Write out the lines of the records without change, beginning at the line with "Identify a point for each instance of the open" and ending at the line with "Identify a point for each instance of the green flower", both lines included.

--- start Provided entries ---

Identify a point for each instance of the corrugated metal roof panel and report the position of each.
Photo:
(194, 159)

--- end Provided entries ---
--- start Provided entries ---

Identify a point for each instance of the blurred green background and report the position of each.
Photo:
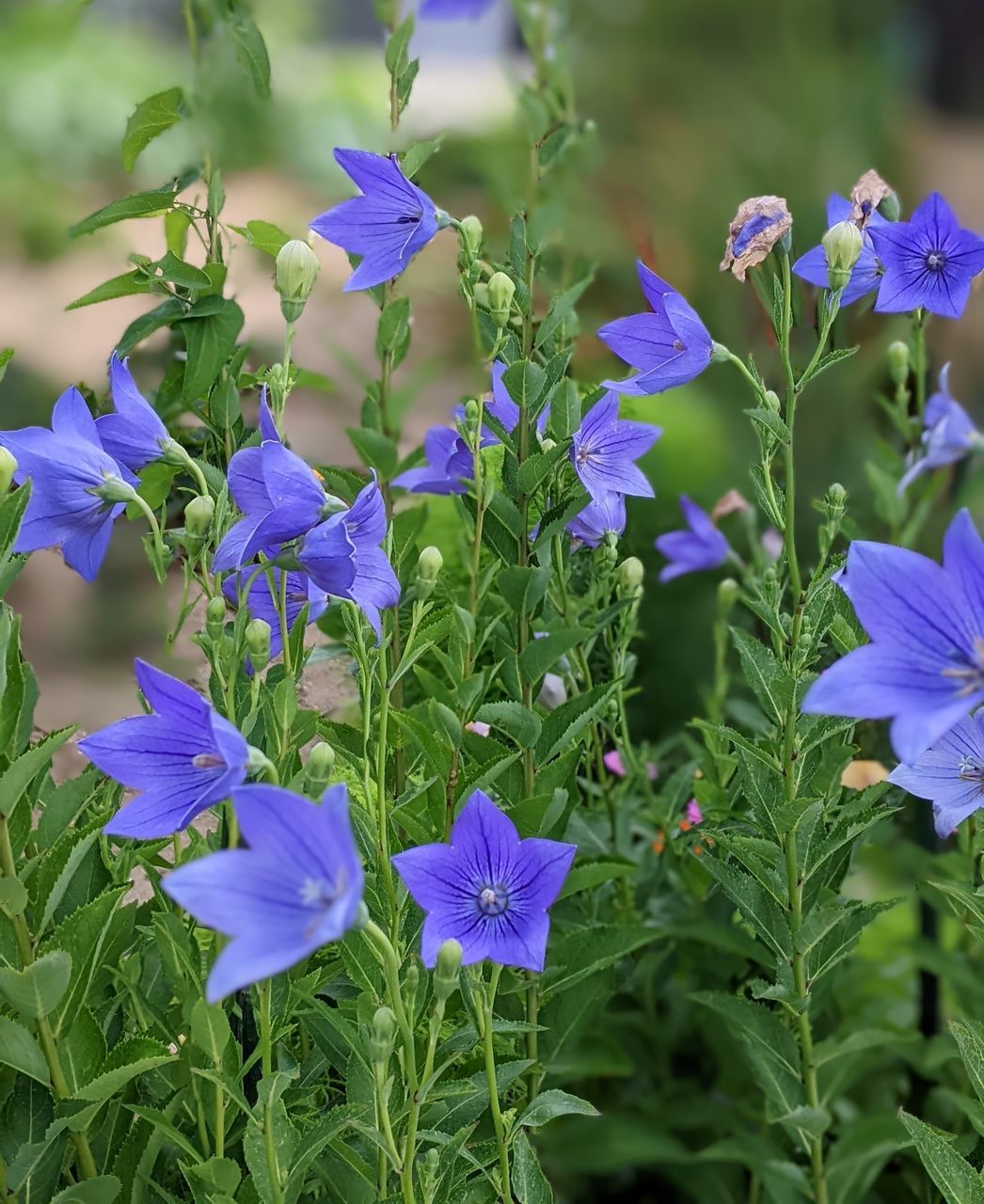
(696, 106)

--- end Provided entries ---
--- start Provided entries ---

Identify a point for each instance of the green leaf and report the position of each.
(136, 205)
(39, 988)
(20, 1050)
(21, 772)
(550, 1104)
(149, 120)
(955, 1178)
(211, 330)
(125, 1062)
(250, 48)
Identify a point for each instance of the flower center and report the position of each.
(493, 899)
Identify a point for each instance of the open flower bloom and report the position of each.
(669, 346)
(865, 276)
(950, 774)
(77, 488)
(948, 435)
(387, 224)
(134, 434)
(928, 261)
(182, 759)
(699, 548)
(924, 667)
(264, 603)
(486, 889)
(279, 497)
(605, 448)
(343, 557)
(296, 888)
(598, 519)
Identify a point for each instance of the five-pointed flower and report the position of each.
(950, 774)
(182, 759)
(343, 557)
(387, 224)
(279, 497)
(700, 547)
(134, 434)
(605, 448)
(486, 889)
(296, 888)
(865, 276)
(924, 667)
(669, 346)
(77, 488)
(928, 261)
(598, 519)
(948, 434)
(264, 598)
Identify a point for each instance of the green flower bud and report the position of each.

--- end Provided entries ---

Response:
Identify a point for each instance of the open flower bloom and report the position of each.
(669, 346)
(865, 276)
(950, 774)
(77, 488)
(948, 435)
(387, 224)
(134, 434)
(928, 261)
(182, 759)
(699, 548)
(924, 667)
(264, 603)
(486, 889)
(279, 497)
(605, 448)
(343, 557)
(296, 888)
(598, 519)
Identify a point for each instance of the five-pointed flower and report the position of each.
(950, 774)
(182, 759)
(343, 557)
(387, 224)
(279, 497)
(700, 547)
(134, 434)
(605, 448)
(486, 889)
(296, 888)
(865, 276)
(924, 667)
(669, 346)
(77, 488)
(928, 261)
(598, 519)
(948, 434)
(264, 598)
Identify a point for each instance of the green flower bud and report the position of each.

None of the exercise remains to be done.